He also was the only person who didn't don the large, bulky red parkas the others relied on to stay warm. Houseal always wore an Army green jacket " with many layers beneath, O'Neill said.
The Amarillo man had worked for a dozen years at the Texas Panhandle Mental Health and Mental Retardation clinic, said executive director Bud Schertler. He left Texas for Iraq in late January and was assigned to the 55th Medical Company in Indianapolis, which ran the clinic where the shootings occurred.
Bueno-Galdos couldn't wait to serve his adopted country and did so exceptionally, earning three Army Commendation Medals.
He was 7 when his family emigrated from Mollendo, Peru, for better economic opportunities. The youngest of four children, "Chinito" " a term of endearment that literally means "little Chinaman" " became a U.S. citizen in high school and joined the Army as soon as he graduated.
Back home in Paterson, he never made a trip to the corner bodega without a group of neighborhood children tailing him, knowing he would buy them candy or a soda, his family recalled. It was the same in Iraq, where he was on his second tour.
On Mother's Day, Eugenia Gardos made a small shrine to her recently deceased mother, placing her photograph on a small glass table surrounded by silk roses, a rosary necklace, two Jesus votive candles and a prayer card of Senor de los Milagros " patron saint of Peru. The next day, she took a photograph of her son Christian down from the living room wall and added it to the memorial.
"We want people to know we're proud of our son's Army, but if my son had died in war we would be able to handle that," said his father, Carlos Bueno. "But not to die in this manner."
Yates displayed zeal for serving in the Army, but perhaps not his locale, as evidenced by his MySpace page.
His profile lists his location as "(expletive), Iraq." For his education, he listed his major as "KILLING F...ERS" and his minor as "SHOOTING THEM IN THE FACE." Under clubs, he declared himself a member of "THE US ARMY THE BEST ORGINIZATION."
Yates' mother, Shawna Machlinski, said her son joined the Army, not out of a sense of duty, but because he didn't see many other options. Besides, his stepfather and two stepbrothers were military men.
"Michael was a hands-on person who didn't like book work," she said. "He liked putting guns together ... He just wanted to do something that he thought he would be good at, and he always liked guns and that kind of stuff."
So two years ago, he got his GED and signed up.
Yates liked the military, especially going out on what he called "stealth missions." His problems started when he went back after spending nearly the entire month of April at home. His son, Kamren Mister, celebrated his first birthday on April 7.
The visit left him anxious. He wasn't home long enough, but he'd still been away from "my military family" too long. Once back in Iraq, his mother said he began to think about things he wished he'd done while visiting Maryland.
When the strong emotions began surfacing, she said, he was transferred to headquarters company "so he could stay out of combat."
"He didn't like headquarters at all," said Machlinski. "He said they're stupid pencil pushers."
Despite the stigma, Yates volunteered to go to the stress clinic.
"I need help dealing with this," he told his mom.
Yates had been at the clinic nearly a week when he called home for Mother's Day. He said he bumped into Russell.
Yates told his mother that Russell seemed like a nice enough guy. But after three tours, he clearly hated the Army.
"Man, this guy's got issues," she remembers him telling her.
Russell, 44, who was a little more than a month shy of finishing his third tour, told his family that the clinic was hurting more than helping. Now, he is facing charges of murder and aggravated assault.
As angry as Machlinski is at Russell for taking her boy, she's angrier at the military.
"My heart goes out to him, too," she said of Russell. "Someone should have helped this sergeant way before he got this bad. I would rather have my son doing his job in combat, I would rather him have been blown up by a bomb ... than be shot by friendly fire."

§ INFORMATION GIVEN:

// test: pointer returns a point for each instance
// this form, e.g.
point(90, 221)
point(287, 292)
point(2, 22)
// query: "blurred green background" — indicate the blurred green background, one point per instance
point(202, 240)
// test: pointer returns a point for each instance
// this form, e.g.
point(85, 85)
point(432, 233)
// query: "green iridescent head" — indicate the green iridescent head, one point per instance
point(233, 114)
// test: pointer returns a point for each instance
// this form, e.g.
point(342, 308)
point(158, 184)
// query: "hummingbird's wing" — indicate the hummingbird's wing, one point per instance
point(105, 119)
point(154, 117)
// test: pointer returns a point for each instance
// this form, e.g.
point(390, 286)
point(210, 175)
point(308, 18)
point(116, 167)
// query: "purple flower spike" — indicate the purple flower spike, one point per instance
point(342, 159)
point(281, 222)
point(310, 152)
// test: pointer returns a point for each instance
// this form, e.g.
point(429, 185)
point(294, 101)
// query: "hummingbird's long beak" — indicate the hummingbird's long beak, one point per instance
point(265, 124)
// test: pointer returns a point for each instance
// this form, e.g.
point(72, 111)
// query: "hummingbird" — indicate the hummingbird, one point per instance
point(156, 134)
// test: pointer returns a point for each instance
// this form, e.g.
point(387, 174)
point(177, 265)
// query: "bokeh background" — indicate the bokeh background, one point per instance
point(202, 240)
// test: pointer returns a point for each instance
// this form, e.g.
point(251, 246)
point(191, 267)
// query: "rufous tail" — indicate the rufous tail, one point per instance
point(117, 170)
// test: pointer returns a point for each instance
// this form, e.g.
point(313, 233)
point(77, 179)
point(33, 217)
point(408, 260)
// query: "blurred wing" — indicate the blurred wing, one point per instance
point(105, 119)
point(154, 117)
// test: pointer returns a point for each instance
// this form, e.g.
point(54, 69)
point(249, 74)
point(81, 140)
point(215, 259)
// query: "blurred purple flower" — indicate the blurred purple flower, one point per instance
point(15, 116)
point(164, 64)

§ WORK INSTRUCTION: From the passage about the clinic shootings, list every item that Eugenia Gardos put on the small glass table, including the item she added the next day.

§ EXERCISE ANSWER:
- A photograph of her recently deceased mother
- Silk roses
- A rosary necklace
- Two Jesus votive candles
- A prayer card of Senor de los Milagros
- A photograph of her son Christian, taken down from the living room wall